__What to work on__.
Scale the rows from the start through the line containing "[325, 393, 750, 1125]", both ends included. Write out every line again with all wording unchanged, but multiply each bounding-box coordinate in the answers by 0.8 and round to whole numbers, with halves rounded up.

__Exercise material__.
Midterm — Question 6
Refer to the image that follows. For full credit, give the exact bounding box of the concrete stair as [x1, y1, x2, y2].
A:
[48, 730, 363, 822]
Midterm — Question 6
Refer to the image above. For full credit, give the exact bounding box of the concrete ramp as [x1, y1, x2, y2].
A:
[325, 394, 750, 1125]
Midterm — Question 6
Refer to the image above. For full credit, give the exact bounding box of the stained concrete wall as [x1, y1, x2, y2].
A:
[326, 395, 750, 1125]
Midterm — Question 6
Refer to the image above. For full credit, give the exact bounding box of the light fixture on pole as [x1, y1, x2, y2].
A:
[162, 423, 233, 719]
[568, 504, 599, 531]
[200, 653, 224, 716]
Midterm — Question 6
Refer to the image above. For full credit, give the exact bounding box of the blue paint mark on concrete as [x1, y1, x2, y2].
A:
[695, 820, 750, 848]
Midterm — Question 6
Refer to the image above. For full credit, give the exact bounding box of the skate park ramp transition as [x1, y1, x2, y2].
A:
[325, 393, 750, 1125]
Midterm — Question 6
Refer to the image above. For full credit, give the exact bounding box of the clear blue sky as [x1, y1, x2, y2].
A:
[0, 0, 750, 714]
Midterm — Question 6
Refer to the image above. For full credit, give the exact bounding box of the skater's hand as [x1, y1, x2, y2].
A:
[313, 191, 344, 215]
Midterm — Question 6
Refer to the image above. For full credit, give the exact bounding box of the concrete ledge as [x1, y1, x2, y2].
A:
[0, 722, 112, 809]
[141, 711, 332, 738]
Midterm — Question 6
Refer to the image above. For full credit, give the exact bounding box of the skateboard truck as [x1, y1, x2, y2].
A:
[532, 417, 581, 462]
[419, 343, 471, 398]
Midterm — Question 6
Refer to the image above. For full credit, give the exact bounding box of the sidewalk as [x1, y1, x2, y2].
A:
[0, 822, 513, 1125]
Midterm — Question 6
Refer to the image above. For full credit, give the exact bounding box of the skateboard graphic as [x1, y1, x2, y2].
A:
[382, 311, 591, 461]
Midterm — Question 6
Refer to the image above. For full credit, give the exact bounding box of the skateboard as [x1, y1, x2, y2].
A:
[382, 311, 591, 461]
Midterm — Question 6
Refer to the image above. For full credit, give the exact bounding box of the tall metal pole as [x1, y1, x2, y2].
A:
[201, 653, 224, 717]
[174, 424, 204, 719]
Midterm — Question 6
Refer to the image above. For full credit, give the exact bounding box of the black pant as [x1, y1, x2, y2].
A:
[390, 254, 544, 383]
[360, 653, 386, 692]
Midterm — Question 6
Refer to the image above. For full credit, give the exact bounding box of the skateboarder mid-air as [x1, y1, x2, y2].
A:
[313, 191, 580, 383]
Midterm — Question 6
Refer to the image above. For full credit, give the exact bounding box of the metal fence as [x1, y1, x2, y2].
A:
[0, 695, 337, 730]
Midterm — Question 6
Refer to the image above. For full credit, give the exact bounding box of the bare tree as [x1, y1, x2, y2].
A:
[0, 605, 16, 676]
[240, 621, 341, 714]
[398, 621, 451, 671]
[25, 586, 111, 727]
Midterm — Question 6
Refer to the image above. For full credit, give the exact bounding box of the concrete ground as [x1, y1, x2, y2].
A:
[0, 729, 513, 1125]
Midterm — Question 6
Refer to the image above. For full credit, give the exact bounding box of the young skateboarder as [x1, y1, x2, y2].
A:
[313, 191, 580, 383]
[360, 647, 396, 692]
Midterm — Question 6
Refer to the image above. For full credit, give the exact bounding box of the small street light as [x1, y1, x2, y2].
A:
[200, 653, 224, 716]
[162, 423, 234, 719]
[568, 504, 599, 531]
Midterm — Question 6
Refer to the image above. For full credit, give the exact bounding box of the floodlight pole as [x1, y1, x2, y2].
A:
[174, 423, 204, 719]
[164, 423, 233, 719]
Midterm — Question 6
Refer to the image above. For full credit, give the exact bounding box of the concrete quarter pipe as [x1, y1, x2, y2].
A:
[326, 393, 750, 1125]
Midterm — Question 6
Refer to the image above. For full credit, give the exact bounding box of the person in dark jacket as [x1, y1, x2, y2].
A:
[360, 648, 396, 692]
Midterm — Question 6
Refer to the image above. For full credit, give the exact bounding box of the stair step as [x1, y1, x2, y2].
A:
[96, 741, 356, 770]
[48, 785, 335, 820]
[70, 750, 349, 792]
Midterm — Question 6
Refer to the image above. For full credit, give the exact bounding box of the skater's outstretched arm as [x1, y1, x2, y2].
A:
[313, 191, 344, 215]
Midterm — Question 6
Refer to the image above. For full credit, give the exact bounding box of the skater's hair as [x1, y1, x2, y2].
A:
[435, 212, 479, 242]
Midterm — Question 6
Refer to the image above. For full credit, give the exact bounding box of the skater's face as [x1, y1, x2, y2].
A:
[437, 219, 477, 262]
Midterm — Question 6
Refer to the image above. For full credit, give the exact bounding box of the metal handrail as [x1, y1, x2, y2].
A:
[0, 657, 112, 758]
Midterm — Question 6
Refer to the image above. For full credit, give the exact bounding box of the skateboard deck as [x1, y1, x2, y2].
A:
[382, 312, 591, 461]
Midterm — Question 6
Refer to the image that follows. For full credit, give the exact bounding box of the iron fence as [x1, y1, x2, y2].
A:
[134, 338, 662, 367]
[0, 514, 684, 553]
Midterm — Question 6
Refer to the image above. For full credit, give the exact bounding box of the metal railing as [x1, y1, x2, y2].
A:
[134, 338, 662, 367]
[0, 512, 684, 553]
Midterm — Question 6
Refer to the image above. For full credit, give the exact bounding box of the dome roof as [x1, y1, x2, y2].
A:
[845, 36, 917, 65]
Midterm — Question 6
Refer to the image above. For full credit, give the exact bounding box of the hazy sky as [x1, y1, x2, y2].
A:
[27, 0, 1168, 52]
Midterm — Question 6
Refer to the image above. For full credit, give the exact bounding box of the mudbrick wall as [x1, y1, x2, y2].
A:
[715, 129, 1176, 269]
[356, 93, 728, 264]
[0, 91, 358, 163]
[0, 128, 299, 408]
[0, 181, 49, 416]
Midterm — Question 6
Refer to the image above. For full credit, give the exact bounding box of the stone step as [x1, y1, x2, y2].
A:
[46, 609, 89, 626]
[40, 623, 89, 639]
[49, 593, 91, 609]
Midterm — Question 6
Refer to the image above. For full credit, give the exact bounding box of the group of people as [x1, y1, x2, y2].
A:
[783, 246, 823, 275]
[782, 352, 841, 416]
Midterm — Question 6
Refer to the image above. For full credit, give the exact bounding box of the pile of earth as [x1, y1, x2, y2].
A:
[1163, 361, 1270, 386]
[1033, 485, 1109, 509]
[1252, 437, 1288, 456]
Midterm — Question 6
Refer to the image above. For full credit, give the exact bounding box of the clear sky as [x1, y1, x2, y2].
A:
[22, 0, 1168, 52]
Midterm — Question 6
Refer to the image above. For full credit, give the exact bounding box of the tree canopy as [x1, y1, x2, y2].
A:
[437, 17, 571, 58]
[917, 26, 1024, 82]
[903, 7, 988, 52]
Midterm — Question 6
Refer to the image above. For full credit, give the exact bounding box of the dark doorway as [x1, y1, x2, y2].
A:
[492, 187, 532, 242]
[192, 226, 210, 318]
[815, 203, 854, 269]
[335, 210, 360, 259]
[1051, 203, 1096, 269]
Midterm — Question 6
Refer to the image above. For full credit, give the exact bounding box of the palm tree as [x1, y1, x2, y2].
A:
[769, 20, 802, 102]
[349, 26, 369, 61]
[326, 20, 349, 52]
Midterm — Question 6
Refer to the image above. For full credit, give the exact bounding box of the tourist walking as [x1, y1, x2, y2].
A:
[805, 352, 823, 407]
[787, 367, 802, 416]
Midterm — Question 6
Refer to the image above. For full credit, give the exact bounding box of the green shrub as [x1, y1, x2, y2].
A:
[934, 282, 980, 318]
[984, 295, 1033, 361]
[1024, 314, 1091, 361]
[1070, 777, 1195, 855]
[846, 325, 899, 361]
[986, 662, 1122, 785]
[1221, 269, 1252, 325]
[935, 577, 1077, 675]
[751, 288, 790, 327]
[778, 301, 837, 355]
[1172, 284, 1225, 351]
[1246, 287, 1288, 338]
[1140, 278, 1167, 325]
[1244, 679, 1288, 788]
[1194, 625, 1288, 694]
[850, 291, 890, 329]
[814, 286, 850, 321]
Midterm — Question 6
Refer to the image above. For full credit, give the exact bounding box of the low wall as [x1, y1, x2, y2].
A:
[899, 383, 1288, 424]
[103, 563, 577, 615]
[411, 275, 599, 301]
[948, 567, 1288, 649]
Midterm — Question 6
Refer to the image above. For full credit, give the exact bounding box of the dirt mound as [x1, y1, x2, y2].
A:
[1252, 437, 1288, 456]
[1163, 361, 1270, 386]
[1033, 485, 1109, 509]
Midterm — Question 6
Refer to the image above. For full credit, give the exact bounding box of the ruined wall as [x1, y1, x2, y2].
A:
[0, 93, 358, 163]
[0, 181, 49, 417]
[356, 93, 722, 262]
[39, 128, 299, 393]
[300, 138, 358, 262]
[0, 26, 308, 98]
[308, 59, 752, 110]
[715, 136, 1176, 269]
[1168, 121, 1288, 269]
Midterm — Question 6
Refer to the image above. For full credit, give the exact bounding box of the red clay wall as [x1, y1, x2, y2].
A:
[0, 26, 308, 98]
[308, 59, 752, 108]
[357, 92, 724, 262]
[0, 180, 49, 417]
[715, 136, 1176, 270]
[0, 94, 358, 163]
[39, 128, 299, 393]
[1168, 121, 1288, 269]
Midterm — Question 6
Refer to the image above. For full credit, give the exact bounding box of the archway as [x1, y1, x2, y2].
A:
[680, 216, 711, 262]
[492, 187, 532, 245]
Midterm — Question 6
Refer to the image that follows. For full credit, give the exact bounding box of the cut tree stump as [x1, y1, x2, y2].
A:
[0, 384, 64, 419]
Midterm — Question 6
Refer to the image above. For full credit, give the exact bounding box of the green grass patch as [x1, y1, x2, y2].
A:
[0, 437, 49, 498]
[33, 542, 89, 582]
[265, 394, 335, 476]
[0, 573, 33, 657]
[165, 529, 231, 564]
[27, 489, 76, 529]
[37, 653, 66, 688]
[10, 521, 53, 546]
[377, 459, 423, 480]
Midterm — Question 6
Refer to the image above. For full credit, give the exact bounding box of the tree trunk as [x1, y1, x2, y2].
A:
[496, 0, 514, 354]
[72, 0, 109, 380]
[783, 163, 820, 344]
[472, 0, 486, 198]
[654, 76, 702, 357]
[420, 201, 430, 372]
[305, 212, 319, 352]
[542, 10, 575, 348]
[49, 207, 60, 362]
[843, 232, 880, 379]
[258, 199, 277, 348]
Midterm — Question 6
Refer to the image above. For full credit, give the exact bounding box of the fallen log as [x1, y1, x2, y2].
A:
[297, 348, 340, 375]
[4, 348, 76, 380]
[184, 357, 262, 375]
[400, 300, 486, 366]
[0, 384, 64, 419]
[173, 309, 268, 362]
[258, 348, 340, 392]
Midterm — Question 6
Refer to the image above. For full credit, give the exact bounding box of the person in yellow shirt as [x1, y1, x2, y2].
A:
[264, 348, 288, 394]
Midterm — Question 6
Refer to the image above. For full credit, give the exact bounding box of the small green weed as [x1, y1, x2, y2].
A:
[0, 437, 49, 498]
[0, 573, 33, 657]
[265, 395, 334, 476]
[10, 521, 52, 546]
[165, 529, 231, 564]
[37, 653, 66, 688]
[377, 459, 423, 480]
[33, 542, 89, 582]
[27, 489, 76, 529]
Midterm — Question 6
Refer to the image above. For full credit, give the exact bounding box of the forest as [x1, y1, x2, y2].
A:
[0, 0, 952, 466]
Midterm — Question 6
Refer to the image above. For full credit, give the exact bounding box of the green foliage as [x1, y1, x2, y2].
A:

__Response to the task__.
Midterm — Question 6
Refer to the image that follows. For full credit, give the exact bounding box of the concrete stair as [x1, y1, x2, y2].
A:
[38, 584, 290, 658]
Midterm — Question 6
Refer to the image above. For full credit, give the exact bounding box of the concrete ramp as [x1, y1, x2, y2].
A:
[260, 315, 600, 900]
Midterm — Question 6
Refer to the image above. For full credit, give the exact bounding box of the stained concrete wall as [x1, y1, x2, y2].
A:
[261, 316, 600, 900]
Midterm — Question 6
Refer to the image above. For full credit, give the exact bounding box of the light fixture on pole as [x1, y1, x2, y2].
A:
[130, 338, 186, 575]
[454, 403, 479, 425]
[160, 522, 179, 573]
Midterm — Question 6
Refer to the image above. For full credit, give the exact bounding box of the blue paint mark on concrete as [x1, y1, x2, y2].
A:
[556, 656, 600, 678]
Midterm — Question 6
Refer to the image above. For full credit, give the exact bounding box of the skate park ramp transition as [x1, y1, x2, y2].
A:
[260, 314, 600, 900]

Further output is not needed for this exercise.